◆ **Problem requirements**: Please count the lines in the items below that contain the string "marble", treating uppercase and lowercase as different. Reply with the number alone.

◆ **Input records**:
◆ ◆ ◆
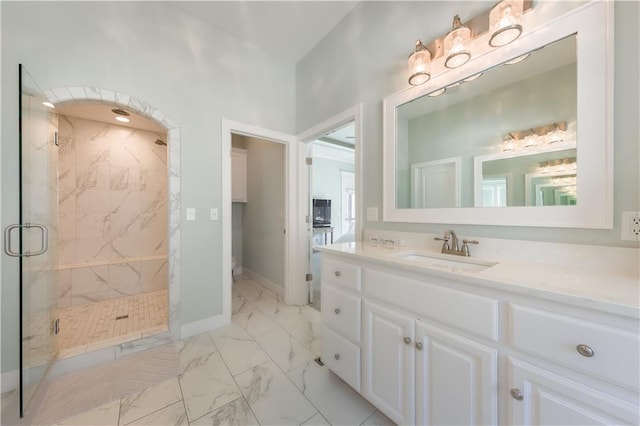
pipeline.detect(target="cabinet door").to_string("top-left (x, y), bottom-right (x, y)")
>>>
top-left (231, 148), bottom-right (247, 203)
top-left (416, 321), bottom-right (498, 425)
top-left (363, 302), bottom-right (415, 424)
top-left (504, 359), bottom-right (640, 425)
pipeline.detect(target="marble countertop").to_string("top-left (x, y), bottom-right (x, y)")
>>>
top-left (315, 242), bottom-right (640, 318)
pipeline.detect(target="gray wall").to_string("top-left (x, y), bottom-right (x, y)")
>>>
top-left (1, 1), bottom-right (295, 371)
top-left (242, 137), bottom-right (285, 287)
top-left (296, 1), bottom-right (640, 247)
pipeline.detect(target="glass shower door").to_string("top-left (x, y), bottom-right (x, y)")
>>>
top-left (5, 65), bottom-right (58, 416)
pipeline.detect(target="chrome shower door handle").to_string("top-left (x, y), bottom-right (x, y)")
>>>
top-left (4, 223), bottom-right (49, 257)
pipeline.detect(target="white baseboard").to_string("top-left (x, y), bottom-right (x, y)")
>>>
top-left (0, 370), bottom-right (20, 393)
top-left (242, 268), bottom-right (284, 297)
top-left (180, 314), bottom-right (231, 339)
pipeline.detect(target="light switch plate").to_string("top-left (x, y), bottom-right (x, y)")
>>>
top-left (620, 212), bottom-right (640, 241)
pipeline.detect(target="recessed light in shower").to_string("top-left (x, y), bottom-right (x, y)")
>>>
top-left (111, 108), bottom-right (131, 117)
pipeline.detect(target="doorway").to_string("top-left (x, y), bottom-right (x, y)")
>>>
top-left (231, 134), bottom-right (286, 298)
top-left (309, 121), bottom-right (356, 310)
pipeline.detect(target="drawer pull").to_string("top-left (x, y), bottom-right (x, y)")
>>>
top-left (576, 345), bottom-right (595, 358)
top-left (511, 389), bottom-right (524, 401)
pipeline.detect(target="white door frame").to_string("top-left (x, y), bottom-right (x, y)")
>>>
top-left (221, 118), bottom-right (298, 312)
top-left (295, 104), bottom-right (362, 304)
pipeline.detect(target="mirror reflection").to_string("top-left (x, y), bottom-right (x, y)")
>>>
top-left (396, 35), bottom-right (577, 208)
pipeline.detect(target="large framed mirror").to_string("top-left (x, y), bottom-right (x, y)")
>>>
top-left (383, 2), bottom-right (613, 228)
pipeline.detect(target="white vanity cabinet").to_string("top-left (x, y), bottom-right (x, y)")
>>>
top-left (505, 303), bottom-right (640, 425)
top-left (506, 358), bottom-right (639, 425)
top-left (363, 301), bottom-right (498, 425)
top-left (362, 301), bottom-right (416, 424)
top-left (322, 252), bottom-right (640, 425)
top-left (231, 148), bottom-right (247, 203)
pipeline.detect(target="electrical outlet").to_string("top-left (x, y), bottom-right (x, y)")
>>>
top-left (620, 212), bottom-right (640, 241)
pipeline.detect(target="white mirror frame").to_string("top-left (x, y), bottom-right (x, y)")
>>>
top-left (383, 1), bottom-right (614, 229)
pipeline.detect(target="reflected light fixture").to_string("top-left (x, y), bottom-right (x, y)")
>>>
top-left (409, 40), bottom-right (431, 86)
top-left (489, 0), bottom-right (522, 47)
top-left (444, 15), bottom-right (471, 68)
top-left (502, 134), bottom-right (517, 152)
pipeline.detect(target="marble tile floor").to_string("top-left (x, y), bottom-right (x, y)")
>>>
top-left (2, 276), bottom-right (393, 426)
top-left (55, 290), bottom-right (169, 358)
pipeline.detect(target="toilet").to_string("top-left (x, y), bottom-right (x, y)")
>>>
top-left (231, 256), bottom-right (236, 281)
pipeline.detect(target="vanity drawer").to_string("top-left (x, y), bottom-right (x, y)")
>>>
top-left (322, 285), bottom-right (361, 343)
top-left (364, 268), bottom-right (498, 342)
top-left (509, 304), bottom-right (640, 390)
top-left (322, 327), bottom-right (360, 392)
top-left (322, 259), bottom-right (360, 291)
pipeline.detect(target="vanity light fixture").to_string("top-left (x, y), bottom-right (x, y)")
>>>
top-left (489, 0), bottom-right (522, 47)
top-left (504, 52), bottom-right (531, 65)
top-left (462, 72), bottom-right (483, 83)
top-left (111, 108), bottom-right (131, 123)
top-left (523, 129), bottom-right (538, 148)
top-left (444, 15), bottom-right (471, 68)
top-left (546, 125), bottom-right (564, 144)
top-left (409, 40), bottom-right (431, 86)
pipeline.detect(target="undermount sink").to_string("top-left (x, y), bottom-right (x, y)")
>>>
top-left (391, 251), bottom-right (498, 272)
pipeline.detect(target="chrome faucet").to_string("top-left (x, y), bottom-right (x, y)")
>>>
top-left (434, 229), bottom-right (478, 256)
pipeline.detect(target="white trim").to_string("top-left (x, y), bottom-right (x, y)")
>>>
top-left (0, 369), bottom-right (20, 393)
top-left (242, 268), bottom-right (284, 297)
top-left (180, 314), bottom-right (231, 339)
top-left (296, 103), bottom-right (364, 303)
top-left (220, 118), bottom-right (304, 310)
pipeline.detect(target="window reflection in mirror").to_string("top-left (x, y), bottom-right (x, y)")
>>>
top-left (396, 35), bottom-right (577, 208)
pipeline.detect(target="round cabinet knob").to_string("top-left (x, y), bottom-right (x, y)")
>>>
top-left (576, 345), bottom-right (595, 358)
top-left (511, 389), bottom-right (524, 401)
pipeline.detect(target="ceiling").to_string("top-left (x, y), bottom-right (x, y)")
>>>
top-left (168, 0), bottom-right (358, 62)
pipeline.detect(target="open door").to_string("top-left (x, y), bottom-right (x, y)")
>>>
top-left (4, 65), bottom-right (58, 417)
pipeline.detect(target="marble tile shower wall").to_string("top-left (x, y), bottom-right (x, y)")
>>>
top-left (56, 116), bottom-right (168, 307)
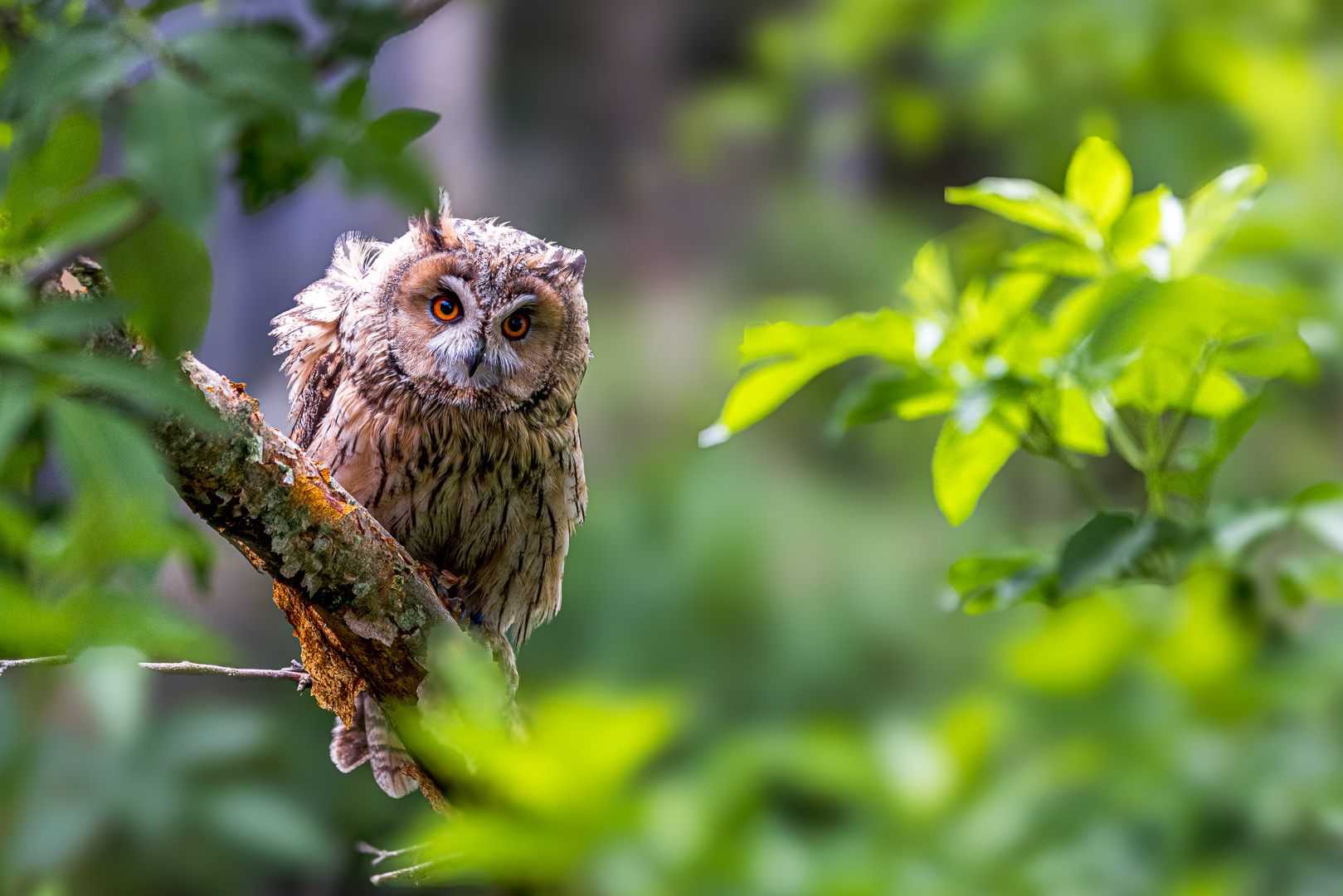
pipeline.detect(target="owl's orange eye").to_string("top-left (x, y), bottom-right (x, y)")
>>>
top-left (428, 295), bottom-right (462, 324)
top-left (504, 314), bottom-right (532, 338)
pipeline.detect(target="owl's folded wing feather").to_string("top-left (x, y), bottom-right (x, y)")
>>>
top-left (270, 232), bottom-right (387, 447)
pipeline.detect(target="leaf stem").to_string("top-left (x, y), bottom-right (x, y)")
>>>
top-left (1143, 414), bottom-right (1165, 516)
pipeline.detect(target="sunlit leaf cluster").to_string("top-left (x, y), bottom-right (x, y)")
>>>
top-left (701, 137), bottom-right (1313, 606)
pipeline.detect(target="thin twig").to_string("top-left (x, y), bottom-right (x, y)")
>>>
top-left (354, 840), bottom-right (428, 865)
top-left (0, 657), bottom-right (74, 675)
top-left (0, 655), bottom-right (313, 690)
top-left (368, 855), bottom-right (453, 887)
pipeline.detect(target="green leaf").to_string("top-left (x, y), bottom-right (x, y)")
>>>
top-left (121, 72), bottom-right (231, 231)
top-left (1054, 387), bottom-right (1109, 457)
top-left (1003, 239), bottom-right (1105, 277)
top-left (946, 178), bottom-right (1105, 251)
top-left (1152, 397), bottom-right (1263, 501)
top-left (0, 114), bottom-right (102, 260)
top-left (1109, 187), bottom-right (1165, 269)
top-left (1171, 165), bottom-right (1268, 280)
top-left (1063, 137), bottom-right (1133, 234)
top-left (0, 31), bottom-right (134, 145)
top-left (336, 75), bottom-right (368, 118)
top-left (341, 109), bottom-right (439, 174)
top-left (33, 352), bottom-right (221, 430)
top-left (106, 212), bottom-right (213, 358)
top-left (903, 241), bottom-right (956, 323)
top-left (932, 402), bottom-right (1024, 525)
top-left (172, 27), bottom-right (319, 113)
top-left (830, 371), bottom-right (956, 432)
top-left (0, 371), bottom-right (36, 466)
top-left (41, 178), bottom-right (146, 256)
top-left (946, 551), bottom-right (1057, 614)
top-left (699, 309), bottom-right (915, 447)
top-left (234, 111), bottom-right (324, 212)
top-left (1058, 510), bottom-right (1156, 594)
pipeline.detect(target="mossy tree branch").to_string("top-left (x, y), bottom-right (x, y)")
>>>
top-left (56, 260), bottom-right (458, 725)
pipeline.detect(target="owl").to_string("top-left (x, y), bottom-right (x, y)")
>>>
top-left (271, 196), bottom-right (591, 796)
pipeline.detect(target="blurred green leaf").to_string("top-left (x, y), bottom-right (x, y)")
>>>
top-left (1063, 137), bottom-right (1133, 234)
top-left (121, 72), bottom-right (231, 232)
top-left (903, 241), bottom-right (956, 321)
top-left (1109, 187), bottom-right (1183, 269)
top-left (1005, 239), bottom-right (1105, 277)
top-left (946, 178), bottom-right (1105, 251)
top-left (1054, 388), bottom-right (1109, 457)
top-left (932, 403), bottom-right (1026, 525)
top-left (106, 212), bottom-right (213, 358)
top-left (699, 309), bottom-right (915, 445)
top-left (1171, 165), bottom-right (1268, 278)
top-left (232, 111), bottom-right (323, 212)
top-left (202, 786), bottom-right (336, 868)
top-left (0, 29), bottom-right (134, 144)
top-left (343, 109), bottom-right (439, 176)
top-left (172, 27), bottom-right (317, 113)
top-left (43, 178), bottom-right (148, 258)
top-left (0, 371), bottom-right (36, 460)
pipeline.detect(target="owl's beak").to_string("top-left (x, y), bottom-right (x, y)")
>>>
top-left (466, 334), bottom-right (484, 379)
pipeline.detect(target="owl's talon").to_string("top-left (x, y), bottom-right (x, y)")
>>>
top-left (289, 660), bottom-right (313, 694)
top-left (471, 621), bottom-right (517, 700)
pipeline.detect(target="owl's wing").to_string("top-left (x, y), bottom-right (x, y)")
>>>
top-left (270, 232), bottom-right (387, 447)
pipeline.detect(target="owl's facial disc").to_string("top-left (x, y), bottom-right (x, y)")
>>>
top-left (387, 246), bottom-right (573, 411)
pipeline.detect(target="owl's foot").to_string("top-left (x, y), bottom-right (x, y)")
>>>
top-left (470, 621), bottom-right (517, 700)
top-left (286, 660), bottom-right (313, 694)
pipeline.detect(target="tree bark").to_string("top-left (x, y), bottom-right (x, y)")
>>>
top-left (57, 260), bottom-right (460, 725)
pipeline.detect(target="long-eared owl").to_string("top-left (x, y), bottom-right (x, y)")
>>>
top-left (271, 196), bottom-right (591, 796)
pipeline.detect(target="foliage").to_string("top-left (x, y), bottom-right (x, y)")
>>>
top-left (0, 0), bottom-right (442, 892)
top-left (701, 137), bottom-right (1313, 623)
top-left (0, 2), bottom-right (436, 671)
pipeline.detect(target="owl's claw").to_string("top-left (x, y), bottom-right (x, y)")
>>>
top-left (289, 660), bottom-right (313, 694)
top-left (470, 621), bottom-right (517, 700)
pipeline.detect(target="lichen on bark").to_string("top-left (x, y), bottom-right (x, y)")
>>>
top-left (55, 260), bottom-right (460, 725)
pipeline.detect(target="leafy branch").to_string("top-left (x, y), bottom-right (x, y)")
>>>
top-left (701, 137), bottom-right (1313, 617)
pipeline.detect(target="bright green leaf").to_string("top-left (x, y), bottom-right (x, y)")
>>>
top-left (106, 212), bottom-right (213, 358)
top-left (41, 180), bottom-right (145, 256)
top-left (1003, 239), bottom-right (1105, 277)
top-left (1109, 187), bottom-right (1176, 269)
top-left (1063, 137), bottom-right (1133, 234)
top-left (121, 72), bottom-right (230, 231)
top-left (1054, 388), bottom-right (1109, 455)
top-left (343, 109), bottom-right (439, 174)
top-left (932, 407), bottom-right (1020, 525)
top-left (699, 309), bottom-right (915, 446)
top-left (903, 241), bottom-right (956, 321)
top-left (1171, 165), bottom-right (1268, 280)
top-left (946, 178), bottom-right (1105, 251)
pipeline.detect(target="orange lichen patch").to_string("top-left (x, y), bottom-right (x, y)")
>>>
top-left (289, 475), bottom-right (358, 523)
top-left (401, 762), bottom-right (453, 816)
top-left (61, 270), bottom-right (89, 295)
top-left (271, 582), bottom-right (368, 727)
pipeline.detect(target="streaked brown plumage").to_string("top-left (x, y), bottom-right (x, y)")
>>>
top-left (273, 197), bottom-right (591, 796)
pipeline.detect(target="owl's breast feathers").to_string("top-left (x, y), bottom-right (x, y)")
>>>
top-left (274, 224), bottom-right (587, 642)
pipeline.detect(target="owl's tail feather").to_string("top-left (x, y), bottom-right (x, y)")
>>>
top-left (330, 692), bottom-right (419, 799)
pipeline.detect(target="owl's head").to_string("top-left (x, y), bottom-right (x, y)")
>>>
top-left (379, 210), bottom-right (588, 412)
top-left (274, 196), bottom-right (591, 421)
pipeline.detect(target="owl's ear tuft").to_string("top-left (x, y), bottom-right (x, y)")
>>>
top-left (410, 188), bottom-right (462, 252)
top-left (560, 249), bottom-right (587, 280)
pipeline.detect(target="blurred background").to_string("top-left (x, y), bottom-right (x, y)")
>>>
top-left (7, 0), bottom-right (1343, 896)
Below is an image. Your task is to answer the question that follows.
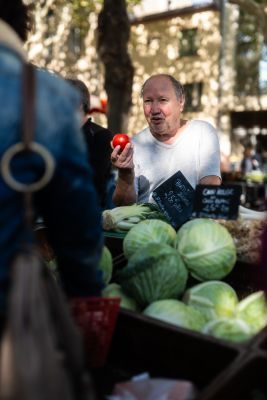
◆ ◆ ◆
◆ **Written reply**: 3